:: Written instruction ::
Can you change every "innermost point" in the listing to "central point" and keep everything else the same? Leave the pictures out of your answer.

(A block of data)

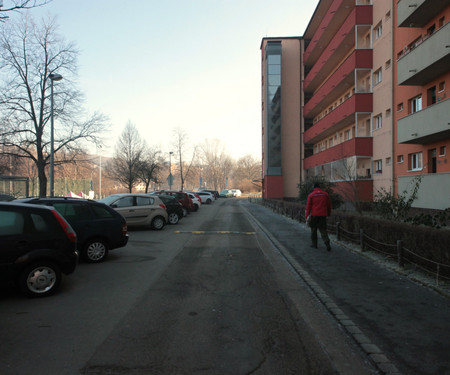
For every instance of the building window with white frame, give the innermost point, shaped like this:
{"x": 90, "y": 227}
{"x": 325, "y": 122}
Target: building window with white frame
{"x": 347, "y": 135}
{"x": 415, "y": 161}
{"x": 378, "y": 122}
{"x": 378, "y": 166}
{"x": 416, "y": 104}
{"x": 377, "y": 77}
{"x": 378, "y": 31}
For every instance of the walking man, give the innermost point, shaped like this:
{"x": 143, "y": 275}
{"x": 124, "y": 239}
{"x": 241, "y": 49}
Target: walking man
{"x": 318, "y": 206}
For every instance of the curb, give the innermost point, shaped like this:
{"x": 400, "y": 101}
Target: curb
{"x": 372, "y": 351}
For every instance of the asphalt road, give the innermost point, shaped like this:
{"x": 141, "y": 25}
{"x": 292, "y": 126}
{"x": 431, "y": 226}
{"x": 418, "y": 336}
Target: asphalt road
{"x": 208, "y": 296}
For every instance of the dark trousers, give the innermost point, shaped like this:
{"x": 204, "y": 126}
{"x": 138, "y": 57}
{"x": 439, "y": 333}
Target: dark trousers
{"x": 320, "y": 223}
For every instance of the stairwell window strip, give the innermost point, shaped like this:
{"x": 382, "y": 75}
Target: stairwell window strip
{"x": 415, "y": 161}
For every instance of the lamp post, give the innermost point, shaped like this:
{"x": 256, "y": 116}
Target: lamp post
{"x": 170, "y": 170}
{"x": 100, "y": 172}
{"x": 53, "y": 77}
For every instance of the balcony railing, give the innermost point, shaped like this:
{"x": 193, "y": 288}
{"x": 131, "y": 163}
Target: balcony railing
{"x": 352, "y": 147}
{"x": 426, "y": 60}
{"x": 340, "y": 117}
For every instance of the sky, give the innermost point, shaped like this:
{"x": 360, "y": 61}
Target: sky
{"x": 193, "y": 64}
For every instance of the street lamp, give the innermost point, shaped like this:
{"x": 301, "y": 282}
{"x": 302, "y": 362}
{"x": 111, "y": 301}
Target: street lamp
{"x": 100, "y": 171}
{"x": 170, "y": 170}
{"x": 53, "y": 77}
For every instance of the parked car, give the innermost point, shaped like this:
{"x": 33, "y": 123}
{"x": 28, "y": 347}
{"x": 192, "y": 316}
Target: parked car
{"x": 6, "y": 198}
{"x": 226, "y": 194}
{"x": 37, "y": 245}
{"x": 139, "y": 209}
{"x": 173, "y": 207}
{"x": 99, "y": 228}
{"x": 196, "y": 200}
{"x": 182, "y": 197}
{"x": 215, "y": 193}
{"x": 236, "y": 192}
{"x": 207, "y": 197}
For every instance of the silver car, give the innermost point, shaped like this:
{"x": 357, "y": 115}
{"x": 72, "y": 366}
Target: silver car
{"x": 139, "y": 209}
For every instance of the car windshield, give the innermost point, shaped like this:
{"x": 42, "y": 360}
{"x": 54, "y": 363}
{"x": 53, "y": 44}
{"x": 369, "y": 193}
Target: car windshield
{"x": 109, "y": 199}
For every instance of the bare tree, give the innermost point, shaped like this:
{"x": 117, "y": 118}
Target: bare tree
{"x": 248, "y": 169}
{"x": 217, "y": 164}
{"x": 124, "y": 166}
{"x": 17, "y": 5}
{"x": 181, "y": 144}
{"x": 150, "y": 166}
{"x": 29, "y": 54}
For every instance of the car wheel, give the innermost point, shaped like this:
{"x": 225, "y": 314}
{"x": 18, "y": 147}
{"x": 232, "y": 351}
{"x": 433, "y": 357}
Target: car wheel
{"x": 95, "y": 251}
{"x": 158, "y": 223}
{"x": 40, "y": 279}
{"x": 173, "y": 218}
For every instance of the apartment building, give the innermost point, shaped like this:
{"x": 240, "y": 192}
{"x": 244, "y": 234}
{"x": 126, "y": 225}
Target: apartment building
{"x": 338, "y": 97}
{"x": 422, "y": 100}
{"x": 373, "y": 101}
{"x": 281, "y": 69}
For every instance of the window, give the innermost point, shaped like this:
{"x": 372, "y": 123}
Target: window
{"x": 124, "y": 202}
{"x": 377, "y": 76}
{"x": 378, "y": 31}
{"x": 11, "y": 223}
{"x": 100, "y": 212}
{"x": 347, "y": 135}
{"x": 378, "y": 166}
{"x": 415, "y": 161}
{"x": 416, "y": 104}
{"x": 378, "y": 122}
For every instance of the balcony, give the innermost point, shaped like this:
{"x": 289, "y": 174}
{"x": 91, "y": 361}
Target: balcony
{"x": 340, "y": 117}
{"x": 427, "y": 61}
{"x": 342, "y": 42}
{"x": 429, "y": 125}
{"x": 417, "y": 13}
{"x": 341, "y": 80}
{"x": 355, "y": 146}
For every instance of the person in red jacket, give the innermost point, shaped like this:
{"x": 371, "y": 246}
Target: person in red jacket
{"x": 318, "y": 206}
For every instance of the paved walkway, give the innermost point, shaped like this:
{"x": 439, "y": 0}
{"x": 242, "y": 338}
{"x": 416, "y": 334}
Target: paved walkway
{"x": 404, "y": 327}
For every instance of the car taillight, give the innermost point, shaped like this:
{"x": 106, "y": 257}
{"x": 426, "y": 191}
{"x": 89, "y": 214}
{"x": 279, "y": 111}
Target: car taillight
{"x": 68, "y": 230}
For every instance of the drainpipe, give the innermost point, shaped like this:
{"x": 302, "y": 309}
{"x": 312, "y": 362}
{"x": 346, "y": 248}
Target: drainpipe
{"x": 393, "y": 109}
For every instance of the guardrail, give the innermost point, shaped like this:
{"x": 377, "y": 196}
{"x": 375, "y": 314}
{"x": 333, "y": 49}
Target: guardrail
{"x": 394, "y": 251}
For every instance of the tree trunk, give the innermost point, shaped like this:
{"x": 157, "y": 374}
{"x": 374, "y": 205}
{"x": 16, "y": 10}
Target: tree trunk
{"x": 42, "y": 178}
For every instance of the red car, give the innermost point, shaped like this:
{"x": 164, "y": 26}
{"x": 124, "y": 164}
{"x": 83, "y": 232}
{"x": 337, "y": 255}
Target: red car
{"x": 182, "y": 197}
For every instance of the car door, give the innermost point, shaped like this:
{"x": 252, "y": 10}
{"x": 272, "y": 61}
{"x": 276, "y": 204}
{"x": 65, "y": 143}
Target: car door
{"x": 79, "y": 217}
{"x": 147, "y": 209}
{"x": 127, "y": 208}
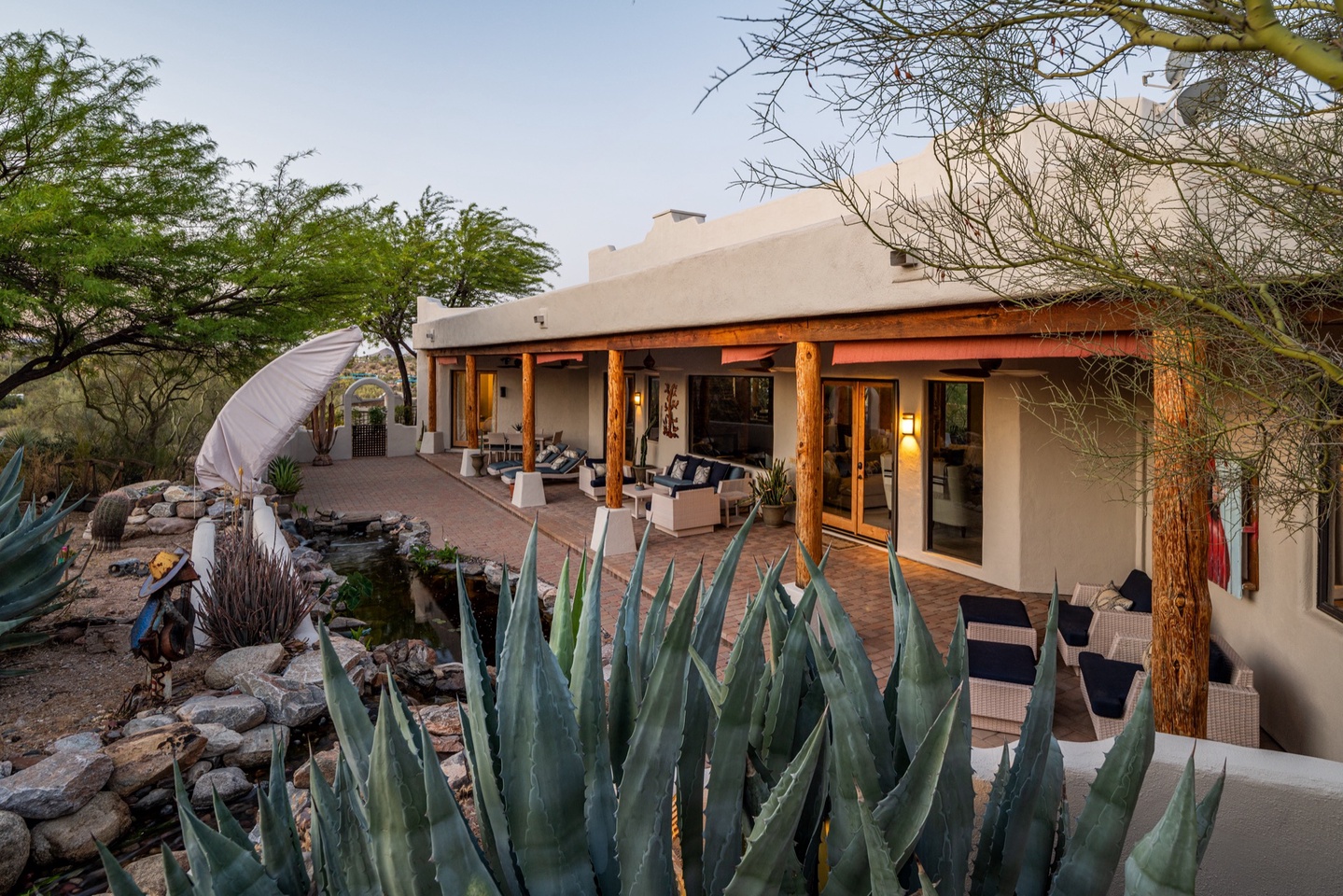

:: Solution below ::
For every instance of the building window with white frame, give the central point, shaped like this:
{"x": 90, "y": 227}
{"x": 325, "y": 122}
Target: building window with white frame
{"x": 347, "y": 135}
{"x": 415, "y": 161}
{"x": 378, "y": 122}
{"x": 378, "y": 166}
{"x": 416, "y": 104}
{"x": 377, "y": 77}
{"x": 378, "y": 31}
For every instance of the walking man, give the central point, shaped like this:
{"x": 143, "y": 275}
{"x": 124, "y": 239}
{"x": 241, "y": 49}
Target: walking man
{"x": 318, "y": 206}
For every instance of the curb, give the central point, shaped like this:
{"x": 400, "y": 101}
Target: curb
{"x": 372, "y": 351}
For every instance of the asphalt road, give the central point, shaped like this:
{"x": 141, "y": 25}
{"x": 292, "y": 126}
{"x": 431, "y": 226}
{"x": 418, "y": 336}
Target: asphalt road
{"x": 208, "y": 296}
For every instance of the dark trousers, give the central point, shaped like this:
{"x": 204, "y": 126}
{"x": 138, "y": 57}
{"x": 439, "y": 333}
Target: dark trousers
{"x": 320, "y": 223}
For every instance of the stairwell window strip, give the central point, shaped like this:
{"x": 382, "y": 75}
Target: stairwell window strip
{"x": 415, "y": 161}
For every instance of the lamp post, give the central point, shaped like this:
{"x": 256, "y": 116}
Target: lamp post
{"x": 170, "y": 170}
{"x": 100, "y": 172}
{"x": 53, "y": 77}
For every instance of the balcony railing, give the central point, shaped like this:
{"x": 193, "y": 288}
{"x": 131, "y": 163}
Target: balcony railing
{"x": 352, "y": 147}
{"x": 426, "y": 60}
{"x": 340, "y": 117}
For every instance of the sky, give the central point, shaped like this:
{"x": 360, "y": 61}
Target: sky
{"x": 193, "y": 64}
For every instance of the street lamp, give the central point, shaped like this:
{"x": 301, "y": 282}
{"x": 302, "y": 362}
{"x": 111, "y": 301}
Target: street lamp
{"x": 100, "y": 171}
{"x": 170, "y": 170}
{"x": 53, "y": 77}
For every instance of the parked car, give the central point, shaped like this:
{"x": 33, "y": 123}
{"x": 28, "y": 347}
{"x": 192, "y": 316}
Target: parked car
{"x": 6, "y": 198}
{"x": 226, "y": 194}
{"x": 37, "y": 245}
{"x": 139, "y": 209}
{"x": 173, "y": 207}
{"x": 99, "y": 228}
{"x": 196, "y": 200}
{"x": 182, "y": 197}
{"x": 215, "y": 193}
{"x": 236, "y": 192}
{"x": 207, "y": 197}
For every instance of the silver car, give the central point, shaped like this:
{"x": 357, "y": 115}
{"x": 72, "y": 366}
Target: silver car
{"x": 139, "y": 209}
For every instance of the car windshield, give the central point, shaped like this:
{"x": 42, "y": 360}
{"x": 54, "y": 363}
{"x": 53, "y": 44}
{"x": 369, "y": 193}
Target: car windshield
{"x": 109, "y": 199}
For every instance of the bare tree, give the central point, shaped like this:
{"x": 117, "y": 118}
Target: bare tree
{"x": 248, "y": 169}
{"x": 217, "y": 164}
{"x": 124, "y": 166}
{"x": 17, "y": 5}
{"x": 181, "y": 144}
{"x": 150, "y": 166}
{"x": 29, "y": 54}
For every instance of the car wheel, give the central point, shaped like this:
{"x": 225, "y": 314}
{"x": 18, "y": 147}
{"x": 232, "y": 351}
{"x": 433, "y": 357}
Target: car wheel
{"x": 95, "y": 251}
{"x": 158, "y": 223}
{"x": 40, "y": 279}
{"x": 173, "y": 218}
For every instance of the apartment building, give the central point, shaped like this:
{"x": 240, "y": 192}
{"x": 244, "y": 234}
{"x": 126, "y": 225}
Target: apartment building
{"x": 338, "y": 97}
{"x": 422, "y": 100}
{"x": 373, "y": 101}
{"x": 281, "y": 69}
For every instance of the window, give the central point, shaped like this:
{"x": 372, "y": 123}
Target: window
{"x": 124, "y": 202}
{"x": 377, "y": 76}
{"x": 378, "y": 31}
{"x": 11, "y": 223}
{"x": 100, "y": 212}
{"x": 347, "y": 135}
{"x": 378, "y": 166}
{"x": 415, "y": 161}
{"x": 416, "y": 104}
{"x": 378, "y": 122}
For every instance of the balcony, give the central point, shaped like this:
{"x": 289, "y": 174}
{"x": 91, "y": 361}
Target: balcony
{"x": 340, "y": 117}
{"x": 427, "y": 61}
{"x": 342, "y": 42}
{"x": 429, "y": 125}
{"x": 417, "y": 13}
{"x": 341, "y": 80}
{"x": 355, "y": 146}
For every instance of the person in red jacket, give the central point, shaped like this:
{"x": 371, "y": 246}
Target: person in red jacket
{"x": 318, "y": 206}
For every instance of the paved walkway, give the central point, shaped like this:
{"x": 439, "y": 0}
{"x": 242, "y": 338}
{"x": 416, "y": 334}
Target: paved walkway
{"x": 404, "y": 327}
For every instance of the car taillight, give the central point, shaped like this:
{"x": 106, "y": 257}
{"x": 426, "y": 191}
{"x": 89, "y": 214}
{"x": 279, "y": 111}
Target: car taillight
{"x": 68, "y": 230}
For every instance of the drainpipe, give the central point, shaped like this:
{"x": 302, "y": 309}
{"x": 312, "y": 362}
{"x": 346, "y": 248}
Target: drainpipe
{"x": 393, "y": 109}
For every instance of the guardrail, give the central point, shaped like this:
{"x": 377, "y": 196}
{"x": 375, "y": 314}
{"x": 333, "y": 49}
Target: guardrail
{"x": 394, "y": 251}
For every instance of the tree trunk, give the central point, shaped like this:
{"x": 157, "y": 374}
{"x": 374, "y": 205}
{"x": 16, "y": 10}
Target: tree trunk
{"x": 42, "y": 178}
For every instance of the red car, give the central point, shaped like this:
{"x": 164, "y": 26}
{"x": 124, "y": 164}
{"x": 83, "y": 232}
{"x": 337, "y": 255}
Target: red car
{"x": 182, "y": 197}
For every instance of the car door, give the central point, shaped like this:
{"x": 252, "y": 10}
{"x": 272, "y": 61}
{"x": 276, "y": 204}
{"x": 65, "y": 143}
Target: car door
{"x": 79, "y": 217}
{"x": 147, "y": 209}
{"x": 127, "y": 208}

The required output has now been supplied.